### EXERCICES À FAIRE:
a) Dans le texte sur le débat identitaire, remplacez « survivre » par « subsister » et recopiez le passage qui va de « Établis ici depuis » jusqu'à « sera jamais assurée. » inclus.
b) Écrivez la suite du texte sur le débat identitaire, à partir de sa dernière phrase.

### BLOC DE TEXTE:
L’interminable débat identitaire a de nouveau empoisonné une campagne électorale. À chaque empoignade sur un éventuel
référendum, à chaque esclandre linguistique, à chaque tollé sur l’imaginaire
racisme ou xénophobie des francophones, l’attention est détournée d’autres enjeux
majeurs – santé, éducation, économie, environnement, etc. – pour être rebraquée sur ce «nous» que l’on ne
cesse de définir et redéfinir depuis plus de 250 ans.
Établis ici depuis plus de 400 ans sur un
territoire d’abord immense, puis rétréci, mais dont le cœur a toujours été le
bassin du Saint-Laurent, n’ayant jamais connu une liberté politique complète
comme peuple, devenus peu à peu un îlot francophone dans un vaste continent
anglophone, nous avons jusqu’à maintenant réussi à survivre et à faire croître
en terre nord-américaine une société originale de culture française. Mais cette
survie n’a jamais été et ne sera jamais assurée.

### DONNÉES AFFICHÉES:
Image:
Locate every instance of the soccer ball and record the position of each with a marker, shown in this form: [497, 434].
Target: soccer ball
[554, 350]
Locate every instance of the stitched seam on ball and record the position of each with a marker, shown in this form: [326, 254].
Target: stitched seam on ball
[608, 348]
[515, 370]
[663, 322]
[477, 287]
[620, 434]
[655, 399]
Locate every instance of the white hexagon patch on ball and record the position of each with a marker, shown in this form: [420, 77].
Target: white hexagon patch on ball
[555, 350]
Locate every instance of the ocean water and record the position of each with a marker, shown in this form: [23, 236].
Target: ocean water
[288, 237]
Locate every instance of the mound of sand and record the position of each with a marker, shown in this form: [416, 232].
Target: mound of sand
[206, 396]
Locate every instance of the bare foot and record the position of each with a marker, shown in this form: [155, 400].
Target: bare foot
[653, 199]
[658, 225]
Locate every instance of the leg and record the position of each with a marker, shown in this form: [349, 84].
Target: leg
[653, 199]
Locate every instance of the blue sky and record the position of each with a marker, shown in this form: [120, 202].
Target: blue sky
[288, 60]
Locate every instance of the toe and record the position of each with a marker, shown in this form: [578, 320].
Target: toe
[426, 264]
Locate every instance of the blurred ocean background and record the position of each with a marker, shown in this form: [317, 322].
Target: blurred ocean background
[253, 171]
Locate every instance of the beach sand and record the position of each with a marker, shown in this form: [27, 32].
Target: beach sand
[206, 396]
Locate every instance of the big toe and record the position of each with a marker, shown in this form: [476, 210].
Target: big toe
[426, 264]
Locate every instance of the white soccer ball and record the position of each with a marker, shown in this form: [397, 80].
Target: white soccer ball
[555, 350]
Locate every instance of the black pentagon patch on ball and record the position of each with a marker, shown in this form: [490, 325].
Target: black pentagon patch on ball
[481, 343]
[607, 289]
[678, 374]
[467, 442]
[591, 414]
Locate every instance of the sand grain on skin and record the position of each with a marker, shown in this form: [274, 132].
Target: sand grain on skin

### RÉPONSES ATTENDUES:
a)
Établis ici depuis plus de 400 ans sur un
territoire d’abord immense, puis rétréci, mais dont le cœur a toujours été le
bassin du Saint-Laurent, n’ayant jamais connu une liberté politique complète
comme peuple, devenus peu à peu un îlot francophone dans un vaste continent
anglophone, nous avons jusqu’à maintenant réussi à subsister et à faire croître
en terre nord-américaine une société originale de culture française. Mais cette
survie n’a jamais été et ne sera jamais assurée.

b)
Pendant près de deux siècles, faute de leviers
économiques et politiques suffisants, notre croissance a été essentiellement
démographique. La conquête de 1760 avait déterminé le cadre dans lequel, en
attendant d’avoir le droit de choisir, nous serions obligés de vivre : d’abord
sous la domination de la Couronne britannique, puis dans une fédération où nous
serions nécessairement minoritaires. Les rébellions intellectuelles et politiques
ont été réprimées pendant 200 ans. Si nos arrière-grands-parents n’avaient pas
fait tant d’enfants, nous ne serions plus là…
Le premier siècle de la Confédération a créé le
gabarit juridique dans laquelle nous nous retrouvons aujourd’hui. L’une après
l’autre, les neuf provinces à majorité anglophone ont persécuté leurs minorités
francophones. Dans la seconde moitié du 19e siècle, les débordements
démographiques d’une population québécoise en quête d’espaces, qui auraient pu peupler
l’Ontario et l’Ouest canadien si on avait accepté d’y accueillir plus de
francophones, ont pris la forme d’un exil massif aux États-Unis. Le
rétablissement des droits scolaires et juridiques des francophones hors-Québec
est arrivé trop tard pour sauver plusieurs communautés. Le nous resterait donc, par la force des choses, centré au Québec.
Les Québécois qui ont négocié les termes de la
Confédération de 1867 y voyaient un pacte entre deux peuples, entre deux
nations. L’histoire a démontré que leurs interlocuteurs ne voyaient pas l’union
du même œil, et qu’ils avaient la majorité pour imposer leur vision. Le
rapatriement de 1982 a consacré la domination d’Ottawa et le statut du Québec
comme « un sur dix », ou guère plus. La reconnaissance d’une « nation »
québécoise en 2006 par la Chambre des communes n’a modifié en rien cet
encadrement constitutionnel.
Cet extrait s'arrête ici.